YOUR TASK — Print all of the lines exactly. Any picture among them stays out.

MATERIAL —
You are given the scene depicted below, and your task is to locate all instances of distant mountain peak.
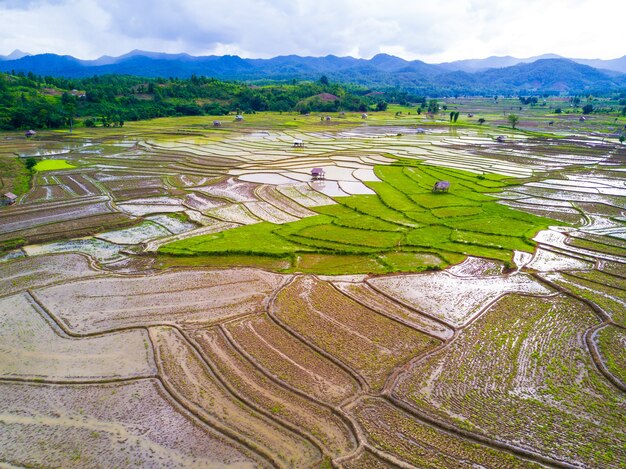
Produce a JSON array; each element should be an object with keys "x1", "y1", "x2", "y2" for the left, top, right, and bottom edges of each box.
[{"x1": 0, "y1": 49, "x2": 30, "y2": 60}]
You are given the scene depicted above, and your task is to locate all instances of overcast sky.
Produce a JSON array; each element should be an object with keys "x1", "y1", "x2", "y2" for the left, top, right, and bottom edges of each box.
[{"x1": 0, "y1": 0, "x2": 626, "y2": 63}]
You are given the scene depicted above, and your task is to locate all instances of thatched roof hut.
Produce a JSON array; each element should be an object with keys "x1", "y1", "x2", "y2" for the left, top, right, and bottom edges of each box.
[
  {"x1": 433, "y1": 181, "x2": 450, "y2": 192},
  {"x1": 311, "y1": 168, "x2": 326, "y2": 179},
  {"x1": 2, "y1": 192, "x2": 17, "y2": 205}
]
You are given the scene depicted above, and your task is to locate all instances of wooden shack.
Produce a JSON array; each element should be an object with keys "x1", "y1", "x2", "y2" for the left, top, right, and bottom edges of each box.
[
  {"x1": 311, "y1": 168, "x2": 326, "y2": 179},
  {"x1": 433, "y1": 181, "x2": 450, "y2": 192},
  {"x1": 0, "y1": 192, "x2": 17, "y2": 205}
]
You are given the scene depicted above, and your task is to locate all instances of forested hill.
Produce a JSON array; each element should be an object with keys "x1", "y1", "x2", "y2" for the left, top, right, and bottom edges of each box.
[
  {"x1": 0, "y1": 72, "x2": 400, "y2": 130},
  {"x1": 0, "y1": 51, "x2": 626, "y2": 96}
]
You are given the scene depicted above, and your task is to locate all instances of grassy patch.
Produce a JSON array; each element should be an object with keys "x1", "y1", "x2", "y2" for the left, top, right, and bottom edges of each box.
[
  {"x1": 160, "y1": 164, "x2": 558, "y2": 274},
  {"x1": 34, "y1": 160, "x2": 76, "y2": 171}
]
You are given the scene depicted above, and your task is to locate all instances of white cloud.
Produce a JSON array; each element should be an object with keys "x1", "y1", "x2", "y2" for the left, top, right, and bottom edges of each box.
[{"x1": 0, "y1": 0, "x2": 626, "y2": 62}]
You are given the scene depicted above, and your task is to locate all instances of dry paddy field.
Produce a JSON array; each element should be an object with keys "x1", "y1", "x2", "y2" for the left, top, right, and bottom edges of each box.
[{"x1": 0, "y1": 110, "x2": 626, "y2": 469}]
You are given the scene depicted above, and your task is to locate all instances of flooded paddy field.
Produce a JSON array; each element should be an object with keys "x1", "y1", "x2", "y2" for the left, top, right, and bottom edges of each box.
[{"x1": 0, "y1": 109, "x2": 626, "y2": 468}]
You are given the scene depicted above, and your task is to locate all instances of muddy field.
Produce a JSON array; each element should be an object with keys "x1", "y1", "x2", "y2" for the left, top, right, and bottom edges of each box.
[{"x1": 0, "y1": 111, "x2": 626, "y2": 469}]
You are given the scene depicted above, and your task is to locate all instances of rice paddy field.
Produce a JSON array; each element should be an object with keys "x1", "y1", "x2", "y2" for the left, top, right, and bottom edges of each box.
[{"x1": 0, "y1": 98, "x2": 626, "y2": 468}]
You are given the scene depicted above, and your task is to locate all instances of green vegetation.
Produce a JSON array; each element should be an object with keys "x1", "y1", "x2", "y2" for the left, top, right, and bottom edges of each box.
[
  {"x1": 160, "y1": 162, "x2": 558, "y2": 273},
  {"x1": 33, "y1": 160, "x2": 76, "y2": 171},
  {"x1": 0, "y1": 156, "x2": 31, "y2": 195},
  {"x1": 0, "y1": 69, "x2": 390, "y2": 130}
]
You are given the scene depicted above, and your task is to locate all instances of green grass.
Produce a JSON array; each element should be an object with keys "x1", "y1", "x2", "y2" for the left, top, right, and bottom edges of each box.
[
  {"x1": 34, "y1": 160, "x2": 76, "y2": 171},
  {"x1": 160, "y1": 162, "x2": 563, "y2": 274}
]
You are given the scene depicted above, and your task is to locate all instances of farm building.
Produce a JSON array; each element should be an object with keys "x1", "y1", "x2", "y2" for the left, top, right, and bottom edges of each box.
[
  {"x1": 0, "y1": 192, "x2": 17, "y2": 205},
  {"x1": 433, "y1": 181, "x2": 450, "y2": 192},
  {"x1": 311, "y1": 168, "x2": 326, "y2": 179}
]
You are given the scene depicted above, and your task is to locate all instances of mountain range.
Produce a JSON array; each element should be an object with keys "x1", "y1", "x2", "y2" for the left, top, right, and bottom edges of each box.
[{"x1": 0, "y1": 50, "x2": 626, "y2": 95}]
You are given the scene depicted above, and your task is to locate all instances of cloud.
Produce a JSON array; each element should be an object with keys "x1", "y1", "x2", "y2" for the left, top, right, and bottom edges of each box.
[{"x1": 0, "y1": 0, "x2": 625, "y2": 62}]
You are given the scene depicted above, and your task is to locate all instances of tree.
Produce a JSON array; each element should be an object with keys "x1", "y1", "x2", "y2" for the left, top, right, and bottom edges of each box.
[
  {"x1": 24, "y1": 156, "x2": 37, "y2": 171},
  {"x1": 583, "y1": 104, "x2": 593, "y2": 114}
]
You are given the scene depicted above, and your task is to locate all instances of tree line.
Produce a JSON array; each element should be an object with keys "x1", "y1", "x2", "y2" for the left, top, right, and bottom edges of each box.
[{"x1": 0, "y1": 73, "x2": 411, "y2": 130}]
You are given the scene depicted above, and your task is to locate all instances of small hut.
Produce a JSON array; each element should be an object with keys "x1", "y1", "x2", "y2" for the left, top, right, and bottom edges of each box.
[
  {"x1": 433, "y1": 181, "x2": 450, "y2": 192},
  {"x1": 0, "y1": 192, "x2": 17, "y2": 205},
  {"x1": 311, "y1": 168, "x2": 326, "y2": 179}
]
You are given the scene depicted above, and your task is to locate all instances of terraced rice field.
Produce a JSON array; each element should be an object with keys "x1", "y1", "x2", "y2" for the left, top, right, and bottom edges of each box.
[{"x1": 0, "y1": 107, "x2": 626, "y2": 469}]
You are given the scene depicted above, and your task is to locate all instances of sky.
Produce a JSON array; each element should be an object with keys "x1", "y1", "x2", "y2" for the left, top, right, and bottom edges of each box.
[{"x1": 0, "y1": 0, "x2": 626, "y2": 63}]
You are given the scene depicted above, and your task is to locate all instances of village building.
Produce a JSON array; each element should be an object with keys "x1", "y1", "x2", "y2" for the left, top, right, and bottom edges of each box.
[
  {"x1": 0, "y1": 192, "x2": 17, "y2": 205},
  {"x1": 311, "y1": 168, "x2": 326, "y2": 179},
  {"x1": 433, "y1": 181, "x2": 450, "y2": 192}
]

WRITTEN ANSWER —
You are given the scene depicted below, and your task is to locate all instances of distant mountain peak.
Produce a JSON array; each element should be an object with keys "x1", "y1", "x2", "y2" for the left, top, right, and bottom edges of each box.
[{"x1": 0, "y1": 49, "x2": 30, "y2": 60}]
You are given the scene depicted above, and your task is to locate all instances of overcast sky.
Produce a JSON array; each element should be an object with keys "x1", "y1", "x2", "y2" for the left, top, right, and bottom edges of each box.
[{"x1": 0, "y1": 0, "x2": 626, "y2": 63}]
You are given the scene depicted above, and your task is to locate all instances of thatched roof hut.
Produce a JSON array; each element should be an object with keys "x1", "y1", "x2", "y2" for the left, top, right, and bottom edges of each box.
[
  {"x1": 433, "y1": 181, "x2": 450, "y2": 192},
  {"x1": 311, "y1": 168, "x2": 326, "y2": 179},
  {"x1": 2, "y1": 192, "x2": 17, "y2": 205}
]
You are given the scene depicted above, and your task is to locate all instances of wooden shack.
Produce a JSON array; each element should be an object with keys "x1", "y1", "x2", "y2" for the left, top, right, and bottom edges of each box.
[
  {"x1": 311, "y1": 168, "x2": 326, "y2": 179},
  {"x1": 433, "y1": 181, "x2": 450, "y2": 192},
  {"x1": 0, "y1": 192, "x2": 17, "y2": 205}
]
You are given the scene depicted above, and your task is to locate all instances of forested hill.
Produce a JSON array; each element should be an object with keys "x1", "y1", "x2", "y2" for the left, top, right, and bottom edges of each box.
[
  {"x1": 0, "y1": 72, "x2": 400, "y2": 130},
  {"x1": 0, "y1": 51, "x2": 626, "y2": 96}
]
You are given the scene depicted above, and your task is to locate all instances of grassy patch.
Produce a JSON array; each element should be an object with keys "x1", "y1", "x2", "y2" for the left, top, right, and bottom edges of each box.
[
  {"x1": 160, "y1": 164, "x2": 558, "y2": 274},
  {"x1": 34, "y1": 160, "x2": 76, "y2": 171}
]
You are given the scene depicted above, and your task is to locate all instances of white cloud.
Produce a JSON array; each element should be an object with keys "x1", "y1", "x2", "y2" for the left, top, right, and bottom edges of each box.
[{"x1": 0, "y1": 0, "x2": 626, "y2": 62}]
You are given the scene depicted above, and your task is to locate all instances of dry paddy field.
Produce a JSON array; each element should be an object with keys "x1", "y1", "x2", "y2" for the left, top, right, and bottom edges of each box.
[{"x1": 0, "y1": 110, "x2": 626, "y2": 469}]
You are given the scene depicted above, and your task is to locate all instances of flooded paddy field.
Produce a JSON array; each element should be an object with keys "x1", "y1", "x2", "y2" for the left, top, right, and bottom edges of each box.
[{"x1": 0, "y1": 109, "x2": 626, "y2": 468}]
You are given the scene depicted above, and your task is to locate all instances of muddy field.
Produce a JSON array; each element should be an object with keys "x1", "y1", "x2", "y2" for the left, top, right, and bottom edges of each box.
[{"x1": 0, "y1": 111, "x2": 626, "y2": 469}]
You are given the scene depicted above, and your task is to locate all instances of rice paddy field.
Produce a JSON array; each element should be an object with keys "x1", "y1", "x2", "y2" for the left, top, right, and bottom edges of each box.
[{"x1": 0, "y1": 98, "x2": 626, "y2": 468}]
You are given the scene depicted above, and your task is to locate all instances of green vegetation.
Produce a JSON array; each element should be an object with keys "x1", "y1", "x2", "y2" for the left, top, right, and bottom edges of each box.
[
  {"x1": 160, "y1": 162, "x2": 558, "y2": 273},
  {"x1": 33, "y1": 160, "x2": 76, "y2": 171},
  {"x1": 0, "y1": 156, "x2": 31, "y2": 195},
  {"x1": 0, "y1": 69, "x2": 390, "y2": 130}
]
You are given the scene depicted above, and your task is to locate all instances of green grass.
Produce a JSON array; each element should be an object with keys "x1", "y1", "x2", "y2" for the left, top, right, and bottom edges of each box.
[
  {"x1": 34, "y1": 160, "x2": 76, "y2": 171},
  {"x1": 160, "y1": 162, "x2": 563, "y2": 274}
]
You are given the scene depicted above, and your task is to locate all instances of farm building.
Produce a JSON array; each element should be an object with keys "x1", "y1", "x2", "y2" for the left, top, right, and bottom edges of each box.
[
  {"x1": 0, "y1": 192, "x2": 17, "y2": 205},
  {"x1": 433, "y1": 181, "x2": 450, "y2": 192},
  {"x1": 311, "y1": 168, "x2": 326, "y2": 179}
]
You are given the scene depicted above, and your task is to locate all instances of mountain range.
Produce a JSON array; each element should be an object with keys "x1", "y1", "x2", "y2" for the left, top, right, and bottom edges of each box.
[{"x1": 0, "y1": 50, "x2": 626, "y2": 95}]
You are given the scene depicted above, and your task is to locate all instances of cloud.
Produce a JSON array; each element should be an object with keys "x1", "y1", "x2", "y2" for the left, top, right, and bottom edges of each box.
[{"x1": 0, "y1": 0, "x2": 625, "y2": 62}]
You are given the scene depicted above, and your task is to locate all instances of tree.
Produce a JSON array; each element should be an object with keys "x1", "y1", "x2", "y2" for the left, top, right, and bottom edges of each box.
[
  {"x1": 24, "y1": 156, "x2": 37, "y2": 171},
  {"x1": 583, "y1": 104, "x2": 593, "y2": 114}
]
You are given the scene depicted above, and your task is to locate all instances of tree line.
Produce a JSON array; each element should be an object with keys "x1", "y1", "x2", "y2" for the left, top, right, and bottom edges of each box.
[{"x1": 0, "y1": 73, "x2": 411, "y2": 130}]
You are given the scene depicted above, and your task is to locate all instances of small hut.
Produce a JSON array; each element should be an object with keys "x1", "y1", "x2", "y2" for the left, top, right, and bottom edges of each box.
[
  {"x1": 433, "y1": 181, "x2": 450, "y2": 192},
  {"x1": 0, "y1": 192, "x2": 17, "y2": 205},
  {"x1": 311, "y1": 168, "x2": 326, "y2": 179}
]
You are given the scene depicted above, and your task is to locate all instances of terraced rice field.
Produce a JSON array; each element should be an object with keys "x1", "y1", "x2", "y2" for the left, top, right, and bottom edges of each box.
[{"x1": 0, "y1": 107, "x2": 626, "y2": 469}]
You are given the scene depicted above, and your task is to locate all instances of sky.
Produce a JSON array; each element should be an object with keys "x1", "y1", "x2", "y2" for the left, top, right, and bottom edges of each box.
[{"x1": 0, "y1": 0, "x2": 626, "y2": 63}]
You are given the scene depicted above, and your task is to locate all instances of village building.
Produce a JSON array; each element should be an object with keys "x1", "y1", "x2", "y2" for the left, top, right, and bottom edges of each box.
[
  {"x1": 0, "y1": 192, "x2": 17, "y2": 205},
  {"x1": 311, "y1": 168, "x2": 326, "y2": 179},
  {"x1": 433, "y1": 181, "x2": 450, "y2": 192}
]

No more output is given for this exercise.